让我们假设这个URL…
http://www.example.com/page.php?id=10
(这里id需要在POST请求中发送)
我想将id = 10发送到服务器的page.php,该服务器在POST方法中接受它。
我如何从Java中做到这一点?
我试了一下:
URL aaa = new URL("http://www.example.com/page.php");
URLConnection ccc = aaa.openConnection();
但是我仍然不知道如何通过POST发送它
当前回答
第一个答案很好,但我必须添加try/catch以避免Java编译器错误。 另外,我在弄清楚如何使用Java库读取HttpResponse时遇到了麻烦。
以下是更完整的代码:
/*
* Create the POST request
*/
HttpClient httpClient = new DefaultHttpClient();
HttpPost httpPost = new HttpPost("http://example.com/");
// Request parameters and other properties.
List<NameValuePair> params = new ArrayList<NameValuePair>();
params.add(new BasicNameValuePair("user", "Bob"));
try {
httpPost.setEntity(new UrlEncodedFormEntity(params, "UTF-8"));
} catch (UnsupportedEncodingException e) {
// writing error to Log
e.printStackTrace();
}
/*
* Execute the HTTP Request
*/
try {
HttpResponse response = httpClient.execute(httpPost);
HttpEntity respEntity = response.getEntity();
if (respEntity != null) {
// EntityUtils to get the response content
String content = EntityUtils.toString(respEntity);
}
} catch (ClientProtocolException e) {
// writing exception to log
e.printStackTrace();
} catch (IOException e) {
// writing exception to log
e.printStackTrace();
}
其他回答
使用Apache HTTP Components的一种简单方法是
Request.Post("http://www.example.com/page.php")

★ ★ ★ ★ ★

### 任务说明:
列出这段摘录的代码中所有 catch 语句捕获的异常类型。 下面这些行与上面的摘录没有任何关系。

★ ★ ★ ★ ★

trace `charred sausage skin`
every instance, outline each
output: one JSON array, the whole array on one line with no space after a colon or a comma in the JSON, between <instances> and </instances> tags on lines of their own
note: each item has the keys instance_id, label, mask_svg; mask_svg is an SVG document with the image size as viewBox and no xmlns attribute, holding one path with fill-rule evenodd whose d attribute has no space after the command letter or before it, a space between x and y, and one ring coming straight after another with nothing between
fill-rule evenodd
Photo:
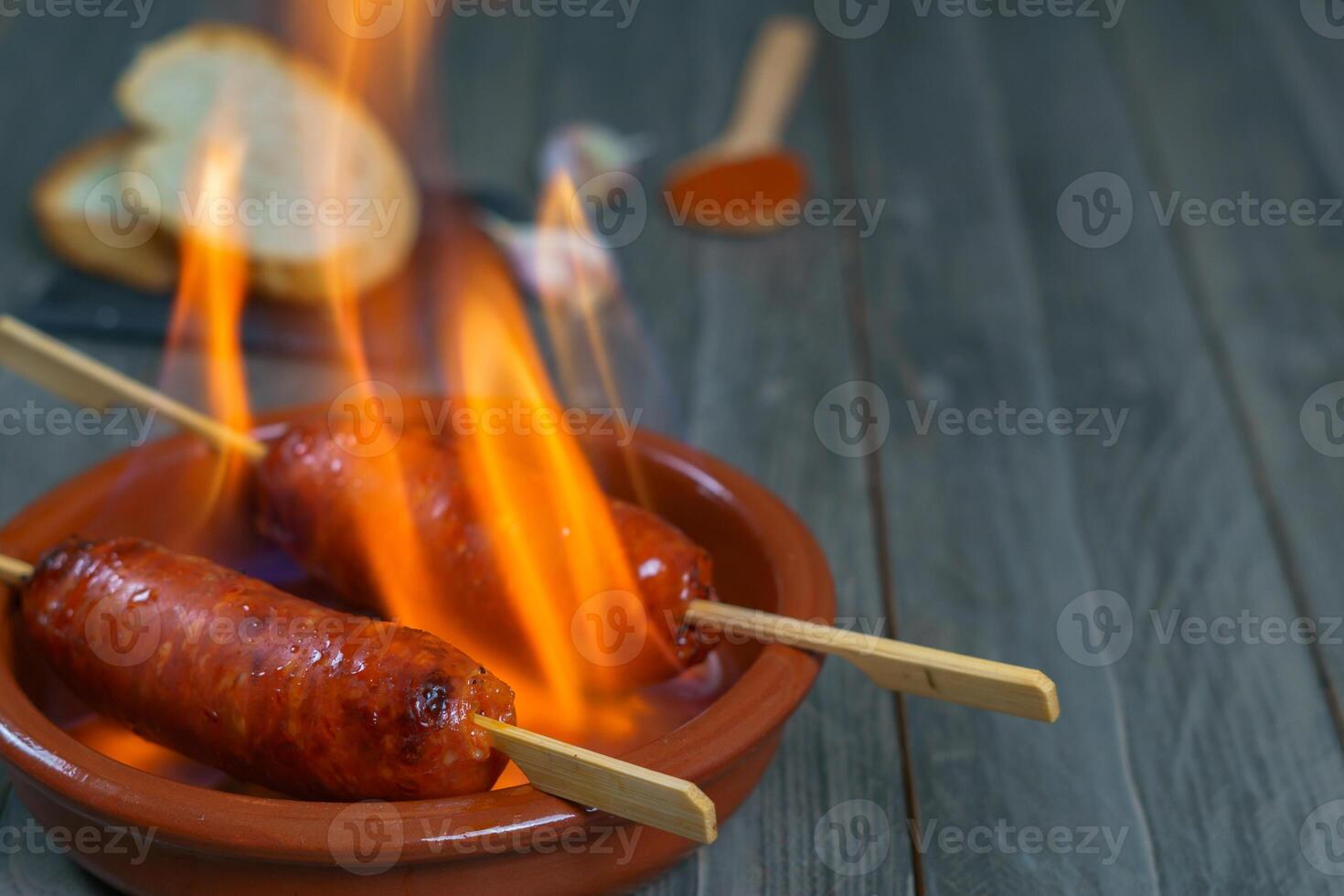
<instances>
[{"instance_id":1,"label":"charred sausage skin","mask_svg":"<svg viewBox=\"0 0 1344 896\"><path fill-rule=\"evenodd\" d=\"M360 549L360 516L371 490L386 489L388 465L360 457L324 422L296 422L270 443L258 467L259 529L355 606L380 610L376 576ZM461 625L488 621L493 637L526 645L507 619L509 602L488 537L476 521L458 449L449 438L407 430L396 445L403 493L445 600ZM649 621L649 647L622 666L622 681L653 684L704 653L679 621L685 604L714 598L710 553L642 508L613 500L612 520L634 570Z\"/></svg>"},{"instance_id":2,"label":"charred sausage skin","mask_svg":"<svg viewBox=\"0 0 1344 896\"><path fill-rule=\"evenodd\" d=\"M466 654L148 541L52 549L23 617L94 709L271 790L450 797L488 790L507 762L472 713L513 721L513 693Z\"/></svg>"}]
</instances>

★ ★ ★ ★ ★

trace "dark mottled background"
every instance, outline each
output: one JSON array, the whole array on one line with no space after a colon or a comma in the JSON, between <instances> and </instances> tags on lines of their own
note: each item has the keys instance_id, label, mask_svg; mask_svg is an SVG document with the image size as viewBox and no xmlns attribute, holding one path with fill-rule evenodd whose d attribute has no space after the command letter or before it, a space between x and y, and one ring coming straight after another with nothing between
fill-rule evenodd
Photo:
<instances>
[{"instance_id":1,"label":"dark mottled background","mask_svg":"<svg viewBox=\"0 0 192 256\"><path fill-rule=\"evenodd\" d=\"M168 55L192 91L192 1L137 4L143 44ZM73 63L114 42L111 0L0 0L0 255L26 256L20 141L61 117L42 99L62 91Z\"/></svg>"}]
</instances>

★ ★ ★ ★ ★

### 结果:
UnsupportedEncodingException、ClientProtocolException、IOException